> SHORT TASK
Lay out the part of the data that opens with the line containing "Mark every instance of the cloud" and runs through the end of the data as a Markdown table with the columns No. and Line, giving each line a row number and leaving out blank lines.

> DATA LINES
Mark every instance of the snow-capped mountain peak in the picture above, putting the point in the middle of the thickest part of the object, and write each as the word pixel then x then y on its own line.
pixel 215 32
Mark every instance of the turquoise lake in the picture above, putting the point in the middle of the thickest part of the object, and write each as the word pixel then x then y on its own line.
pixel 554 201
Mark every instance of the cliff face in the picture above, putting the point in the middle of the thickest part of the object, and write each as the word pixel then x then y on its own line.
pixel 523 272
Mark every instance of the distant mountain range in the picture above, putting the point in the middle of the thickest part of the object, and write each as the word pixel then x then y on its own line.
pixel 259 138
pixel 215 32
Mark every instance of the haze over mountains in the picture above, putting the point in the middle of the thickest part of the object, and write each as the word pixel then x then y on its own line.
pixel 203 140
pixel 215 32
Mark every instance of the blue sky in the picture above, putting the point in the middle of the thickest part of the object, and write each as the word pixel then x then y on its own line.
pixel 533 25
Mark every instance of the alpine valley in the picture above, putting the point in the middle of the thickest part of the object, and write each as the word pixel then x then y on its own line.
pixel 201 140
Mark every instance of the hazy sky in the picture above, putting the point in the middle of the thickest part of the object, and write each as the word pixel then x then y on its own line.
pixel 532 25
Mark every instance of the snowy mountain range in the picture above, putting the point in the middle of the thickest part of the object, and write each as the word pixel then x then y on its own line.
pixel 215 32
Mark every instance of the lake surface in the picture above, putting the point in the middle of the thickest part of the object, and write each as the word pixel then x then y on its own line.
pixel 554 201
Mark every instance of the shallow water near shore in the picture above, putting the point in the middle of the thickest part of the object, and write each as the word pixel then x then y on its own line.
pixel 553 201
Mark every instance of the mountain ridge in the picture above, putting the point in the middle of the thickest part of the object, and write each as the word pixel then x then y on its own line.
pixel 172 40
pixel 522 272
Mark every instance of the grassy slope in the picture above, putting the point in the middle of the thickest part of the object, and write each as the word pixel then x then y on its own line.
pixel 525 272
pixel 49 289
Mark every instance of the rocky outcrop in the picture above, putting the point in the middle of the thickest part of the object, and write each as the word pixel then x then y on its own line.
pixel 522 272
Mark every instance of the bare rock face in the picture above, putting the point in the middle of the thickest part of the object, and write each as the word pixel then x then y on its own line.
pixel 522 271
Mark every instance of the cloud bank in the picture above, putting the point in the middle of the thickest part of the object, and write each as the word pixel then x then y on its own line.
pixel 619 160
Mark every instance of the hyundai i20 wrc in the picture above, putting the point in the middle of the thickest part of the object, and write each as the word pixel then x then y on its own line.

> ANSWER TO THIS PROBLEM
| No. | Line |
|---|---|
| 1 | Mark every instance of the cloud bank in the picture above, putting the point in the middle of the thickest part of the object, and write each as the word pixel then x then y on its own line. |
| 2 | pixel 619 160 |
| 3 | Mark every instance of the hyundai i20 wrc in the picture above, putting the point in the middle of the thickest part of the object, and write each as the word pixel then x then y on its own line. |